**Aim**
Return every line of the records below that contains the string "bush". Case counts.
━━━━
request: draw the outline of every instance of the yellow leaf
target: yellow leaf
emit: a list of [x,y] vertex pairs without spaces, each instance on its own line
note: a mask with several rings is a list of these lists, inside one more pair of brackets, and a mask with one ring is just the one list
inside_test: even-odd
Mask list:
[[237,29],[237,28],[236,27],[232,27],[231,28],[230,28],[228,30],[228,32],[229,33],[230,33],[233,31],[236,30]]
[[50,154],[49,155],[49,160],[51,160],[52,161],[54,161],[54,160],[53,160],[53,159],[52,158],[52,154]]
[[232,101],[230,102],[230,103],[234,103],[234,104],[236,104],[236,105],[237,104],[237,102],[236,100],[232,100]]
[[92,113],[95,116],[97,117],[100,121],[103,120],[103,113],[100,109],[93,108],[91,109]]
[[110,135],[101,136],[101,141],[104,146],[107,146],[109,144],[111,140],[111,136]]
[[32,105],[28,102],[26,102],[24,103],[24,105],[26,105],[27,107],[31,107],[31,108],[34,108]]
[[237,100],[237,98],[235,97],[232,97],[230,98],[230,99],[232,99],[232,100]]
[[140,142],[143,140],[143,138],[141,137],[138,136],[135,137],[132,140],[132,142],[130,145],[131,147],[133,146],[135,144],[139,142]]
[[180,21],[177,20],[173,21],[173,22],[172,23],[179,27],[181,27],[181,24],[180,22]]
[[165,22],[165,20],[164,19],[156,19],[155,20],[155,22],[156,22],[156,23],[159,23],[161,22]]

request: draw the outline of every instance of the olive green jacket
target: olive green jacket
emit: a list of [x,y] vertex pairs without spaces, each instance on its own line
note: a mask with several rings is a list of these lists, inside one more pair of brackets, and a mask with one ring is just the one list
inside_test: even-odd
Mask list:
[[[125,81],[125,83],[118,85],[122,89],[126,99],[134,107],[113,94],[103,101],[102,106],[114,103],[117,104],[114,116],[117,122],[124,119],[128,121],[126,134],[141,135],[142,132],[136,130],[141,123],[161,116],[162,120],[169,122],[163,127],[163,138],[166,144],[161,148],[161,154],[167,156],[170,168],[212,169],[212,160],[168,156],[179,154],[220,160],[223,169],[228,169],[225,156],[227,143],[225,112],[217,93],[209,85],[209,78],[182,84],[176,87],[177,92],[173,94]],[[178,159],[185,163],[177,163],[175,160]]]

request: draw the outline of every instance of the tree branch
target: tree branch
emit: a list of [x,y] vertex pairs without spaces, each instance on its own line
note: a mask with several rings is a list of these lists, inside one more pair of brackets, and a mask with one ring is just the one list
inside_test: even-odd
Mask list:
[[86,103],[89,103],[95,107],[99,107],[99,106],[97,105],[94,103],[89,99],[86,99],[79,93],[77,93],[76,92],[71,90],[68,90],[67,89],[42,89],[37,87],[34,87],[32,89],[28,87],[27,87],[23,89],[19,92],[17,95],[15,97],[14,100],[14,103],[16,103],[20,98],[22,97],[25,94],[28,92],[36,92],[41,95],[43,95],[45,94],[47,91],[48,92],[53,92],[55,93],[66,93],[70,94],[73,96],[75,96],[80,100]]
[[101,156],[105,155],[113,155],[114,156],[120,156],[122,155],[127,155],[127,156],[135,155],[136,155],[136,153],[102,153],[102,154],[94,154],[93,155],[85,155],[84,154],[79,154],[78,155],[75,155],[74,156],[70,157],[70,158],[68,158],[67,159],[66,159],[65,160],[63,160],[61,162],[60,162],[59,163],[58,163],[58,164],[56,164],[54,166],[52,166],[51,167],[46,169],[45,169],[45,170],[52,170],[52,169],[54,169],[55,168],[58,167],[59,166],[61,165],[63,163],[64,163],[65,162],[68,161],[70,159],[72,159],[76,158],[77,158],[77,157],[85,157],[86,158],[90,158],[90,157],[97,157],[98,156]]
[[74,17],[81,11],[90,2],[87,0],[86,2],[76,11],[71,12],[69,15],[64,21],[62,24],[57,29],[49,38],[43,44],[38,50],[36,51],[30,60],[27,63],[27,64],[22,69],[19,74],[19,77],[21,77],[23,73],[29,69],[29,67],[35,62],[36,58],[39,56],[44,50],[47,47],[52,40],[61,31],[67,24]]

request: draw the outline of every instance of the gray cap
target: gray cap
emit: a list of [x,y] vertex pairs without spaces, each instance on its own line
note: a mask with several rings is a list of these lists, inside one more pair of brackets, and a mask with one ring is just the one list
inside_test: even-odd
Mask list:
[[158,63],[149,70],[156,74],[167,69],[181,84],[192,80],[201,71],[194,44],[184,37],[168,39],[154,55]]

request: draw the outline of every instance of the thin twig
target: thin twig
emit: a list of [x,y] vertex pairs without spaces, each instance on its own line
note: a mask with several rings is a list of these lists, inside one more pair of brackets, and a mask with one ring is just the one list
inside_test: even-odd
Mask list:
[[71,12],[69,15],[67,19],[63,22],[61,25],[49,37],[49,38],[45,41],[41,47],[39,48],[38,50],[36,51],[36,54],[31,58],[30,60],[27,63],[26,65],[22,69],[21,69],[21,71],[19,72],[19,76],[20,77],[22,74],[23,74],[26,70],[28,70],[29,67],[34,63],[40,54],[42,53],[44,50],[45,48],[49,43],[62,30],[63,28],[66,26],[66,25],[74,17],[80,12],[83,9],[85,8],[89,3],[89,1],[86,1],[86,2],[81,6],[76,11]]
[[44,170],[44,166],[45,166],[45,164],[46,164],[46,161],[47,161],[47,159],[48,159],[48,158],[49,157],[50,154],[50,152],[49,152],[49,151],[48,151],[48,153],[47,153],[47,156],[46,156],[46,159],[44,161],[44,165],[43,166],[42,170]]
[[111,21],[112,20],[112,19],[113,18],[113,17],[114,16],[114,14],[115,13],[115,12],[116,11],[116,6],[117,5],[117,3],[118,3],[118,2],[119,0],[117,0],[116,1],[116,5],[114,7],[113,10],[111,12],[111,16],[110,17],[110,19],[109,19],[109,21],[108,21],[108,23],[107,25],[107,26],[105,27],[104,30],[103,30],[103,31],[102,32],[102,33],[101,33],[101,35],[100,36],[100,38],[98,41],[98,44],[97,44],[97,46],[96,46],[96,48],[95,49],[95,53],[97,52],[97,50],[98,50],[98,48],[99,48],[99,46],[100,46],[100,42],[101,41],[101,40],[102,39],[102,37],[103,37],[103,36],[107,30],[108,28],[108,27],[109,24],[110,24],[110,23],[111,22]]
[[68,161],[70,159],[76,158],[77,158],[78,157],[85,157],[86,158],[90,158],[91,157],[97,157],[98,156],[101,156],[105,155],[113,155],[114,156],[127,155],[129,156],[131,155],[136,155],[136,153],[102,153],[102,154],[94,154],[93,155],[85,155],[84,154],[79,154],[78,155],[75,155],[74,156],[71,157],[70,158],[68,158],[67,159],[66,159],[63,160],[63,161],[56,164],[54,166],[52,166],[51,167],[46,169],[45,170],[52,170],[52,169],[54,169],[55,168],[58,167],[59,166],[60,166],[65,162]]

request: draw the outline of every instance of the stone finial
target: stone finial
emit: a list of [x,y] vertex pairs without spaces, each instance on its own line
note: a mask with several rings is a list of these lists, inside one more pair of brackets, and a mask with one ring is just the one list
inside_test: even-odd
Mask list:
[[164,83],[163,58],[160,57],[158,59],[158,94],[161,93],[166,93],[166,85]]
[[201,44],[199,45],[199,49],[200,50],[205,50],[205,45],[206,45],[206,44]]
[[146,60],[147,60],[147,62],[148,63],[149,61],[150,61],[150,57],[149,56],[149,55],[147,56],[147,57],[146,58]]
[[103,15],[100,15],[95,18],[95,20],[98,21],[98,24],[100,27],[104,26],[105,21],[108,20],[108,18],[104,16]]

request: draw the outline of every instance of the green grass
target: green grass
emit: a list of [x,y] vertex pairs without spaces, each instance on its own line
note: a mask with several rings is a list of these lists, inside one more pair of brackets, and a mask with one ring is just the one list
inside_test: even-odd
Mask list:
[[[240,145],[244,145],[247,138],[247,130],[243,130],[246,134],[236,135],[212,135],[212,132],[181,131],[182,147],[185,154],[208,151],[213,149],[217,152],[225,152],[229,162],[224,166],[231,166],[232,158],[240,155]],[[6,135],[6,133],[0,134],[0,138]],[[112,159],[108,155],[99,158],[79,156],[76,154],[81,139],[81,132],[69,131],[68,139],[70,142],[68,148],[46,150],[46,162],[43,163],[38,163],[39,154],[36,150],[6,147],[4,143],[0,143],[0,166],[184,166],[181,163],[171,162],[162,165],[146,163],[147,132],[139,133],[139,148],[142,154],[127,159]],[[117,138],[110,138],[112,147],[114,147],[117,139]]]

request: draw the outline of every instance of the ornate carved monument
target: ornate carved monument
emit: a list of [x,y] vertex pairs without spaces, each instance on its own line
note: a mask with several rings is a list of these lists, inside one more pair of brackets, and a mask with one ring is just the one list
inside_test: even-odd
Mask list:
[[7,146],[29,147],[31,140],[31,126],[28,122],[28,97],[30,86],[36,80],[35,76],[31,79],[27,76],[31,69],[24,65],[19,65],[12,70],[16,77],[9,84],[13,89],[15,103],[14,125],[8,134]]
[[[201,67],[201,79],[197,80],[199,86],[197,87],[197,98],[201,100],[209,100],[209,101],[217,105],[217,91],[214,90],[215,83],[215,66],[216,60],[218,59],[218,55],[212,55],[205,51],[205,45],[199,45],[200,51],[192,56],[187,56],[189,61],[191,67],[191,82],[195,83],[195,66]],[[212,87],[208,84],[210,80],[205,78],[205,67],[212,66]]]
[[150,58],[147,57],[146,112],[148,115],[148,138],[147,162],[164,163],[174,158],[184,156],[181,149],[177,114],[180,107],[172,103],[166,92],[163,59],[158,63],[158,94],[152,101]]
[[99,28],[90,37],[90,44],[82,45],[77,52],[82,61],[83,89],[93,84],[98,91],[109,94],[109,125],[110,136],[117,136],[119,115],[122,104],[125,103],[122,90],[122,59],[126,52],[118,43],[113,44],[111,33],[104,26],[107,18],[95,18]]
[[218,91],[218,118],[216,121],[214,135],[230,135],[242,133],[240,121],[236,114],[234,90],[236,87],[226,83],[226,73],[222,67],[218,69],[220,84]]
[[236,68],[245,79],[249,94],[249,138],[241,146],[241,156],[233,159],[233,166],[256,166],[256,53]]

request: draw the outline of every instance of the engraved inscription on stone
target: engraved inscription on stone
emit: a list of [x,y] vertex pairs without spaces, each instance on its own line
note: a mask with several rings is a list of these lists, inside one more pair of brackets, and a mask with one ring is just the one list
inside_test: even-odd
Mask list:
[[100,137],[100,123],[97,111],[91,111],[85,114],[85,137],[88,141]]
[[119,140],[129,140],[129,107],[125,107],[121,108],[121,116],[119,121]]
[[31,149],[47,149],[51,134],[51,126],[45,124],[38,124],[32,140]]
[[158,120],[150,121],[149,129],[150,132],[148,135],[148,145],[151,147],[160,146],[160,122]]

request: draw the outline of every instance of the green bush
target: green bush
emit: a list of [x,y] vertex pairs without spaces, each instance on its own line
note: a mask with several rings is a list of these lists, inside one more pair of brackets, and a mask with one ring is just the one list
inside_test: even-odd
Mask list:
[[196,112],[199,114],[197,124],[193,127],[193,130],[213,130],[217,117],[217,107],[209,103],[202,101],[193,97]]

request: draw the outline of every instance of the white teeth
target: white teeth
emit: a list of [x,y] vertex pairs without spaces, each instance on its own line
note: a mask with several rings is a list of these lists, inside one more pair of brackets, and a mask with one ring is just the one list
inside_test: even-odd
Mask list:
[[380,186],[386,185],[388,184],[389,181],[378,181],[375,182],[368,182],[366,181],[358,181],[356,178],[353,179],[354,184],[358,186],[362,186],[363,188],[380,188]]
━━━━
**Task answer**
request: draw the outline of every instance of the green bush
target: green bush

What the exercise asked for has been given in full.